• Problem to work on
Retype every entry in its entirety, without alteration.

• Records provided
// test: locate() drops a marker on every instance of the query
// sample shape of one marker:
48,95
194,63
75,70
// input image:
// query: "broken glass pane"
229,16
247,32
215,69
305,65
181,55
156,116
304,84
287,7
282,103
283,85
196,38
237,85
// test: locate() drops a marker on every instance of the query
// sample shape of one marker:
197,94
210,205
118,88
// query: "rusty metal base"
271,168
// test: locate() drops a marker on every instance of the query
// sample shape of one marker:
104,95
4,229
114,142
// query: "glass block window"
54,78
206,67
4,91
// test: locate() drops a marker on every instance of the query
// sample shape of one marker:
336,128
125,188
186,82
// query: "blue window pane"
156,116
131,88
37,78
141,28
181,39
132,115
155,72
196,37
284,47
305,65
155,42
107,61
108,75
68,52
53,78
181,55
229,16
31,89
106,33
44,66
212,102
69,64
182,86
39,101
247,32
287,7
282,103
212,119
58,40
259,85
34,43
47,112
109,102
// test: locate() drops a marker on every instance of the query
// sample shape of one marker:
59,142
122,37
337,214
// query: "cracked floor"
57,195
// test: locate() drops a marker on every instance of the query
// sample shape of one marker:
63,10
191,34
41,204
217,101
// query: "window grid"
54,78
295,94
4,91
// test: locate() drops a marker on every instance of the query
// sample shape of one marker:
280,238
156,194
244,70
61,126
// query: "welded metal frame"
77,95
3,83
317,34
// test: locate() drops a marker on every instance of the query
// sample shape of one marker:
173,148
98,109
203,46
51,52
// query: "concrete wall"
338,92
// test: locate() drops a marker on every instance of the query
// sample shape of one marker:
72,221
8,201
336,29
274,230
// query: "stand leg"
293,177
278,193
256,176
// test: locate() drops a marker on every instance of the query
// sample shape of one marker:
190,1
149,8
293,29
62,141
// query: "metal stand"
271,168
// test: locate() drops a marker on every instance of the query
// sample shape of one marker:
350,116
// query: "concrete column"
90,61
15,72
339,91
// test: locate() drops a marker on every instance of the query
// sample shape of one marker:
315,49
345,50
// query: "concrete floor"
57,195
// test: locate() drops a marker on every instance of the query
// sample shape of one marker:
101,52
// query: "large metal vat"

• Exercise solution
// test: locate() drops a marker on every instance of the query
// sample shape of one marker:
48,95
194,63
75,70
// input image:
// query: "broken glass pane"
229,16
247,32
215,69
305,65
181,55
156,116
304,84
287,7
282,103
283,85
196,38
237,85
// test: locate() drops a marker on every instance of the query
// sample shape of one marker:
197,94
210,205
118,88
// query: "rusty metal base"
271,168
// test: locate() drops a marker on every instance of the query
// sample shape of one marker:
104,95
4,229
114,142
// query: "glass block window"
54,78
206,67
4,91
// test: locate() drops a marker on every instance of the query
// sample shape of one marker:
336,128
125,188
186,82
// query: "blue window pane"
156,116
131,88
37,78
141,28
181,39
132,115
155,72
196,37
284,47
305,65
155,42
107,61
108,75
68,52
53,78
181,55
229,16
31,89
106,33
44,66
212,102
69,64
182,86
39,101
247,32
287,7
282,103
212,119
58,40
259,85
34,43
47,112
109,102
// test: locate() drops a marker on every instance of the query
// sample shape of one marker:
59,142
122,37
337,214
// query: "cracked floor"
57,195
// test: locate() drops a marker on every instance of the query
// sample shape of one marker:
63,10
191,34
41,204
217,101
// query: "window grid"
54,78
295,94
4,91
// test: locate() drops a marker on every instance of the query
// sample shape of one marker:
280,238
156,194
244,70
61,126
// query: "welded metal frame"
77,95
3,83
317,34
// test: locate() drops a marker on every instance of the query
// sample shape of one marker:
173,148
98,109
203,46
51,52
// query: "concrete wall"
338,92
// test: locate() drops a marker on every instance of the query
// sample shape of one marker:
72,221
8,201
336,29
274,230
// query: "stand leg"
293,177
278,193
256,176
// test: locate() drops a marker on every instance of the query
// sample shape of one marker:
190,1
149,8
293,29
62,141
// query: "metal stand"
271,168
// test: locate() drops a marker on every instance of the query
// sample shape of one marker:
350,116
// query: "concrete column"
90,61
15,72
339,91
// test: locate() drops a marker on every instance of the query
// sample shape of one marker:
315,49
345,50
// query: "concrete floor"
57,195
// test: locate() drops a marker on every instance of the query
// sample shape of one marker:
101,52
// query: "large metal vat"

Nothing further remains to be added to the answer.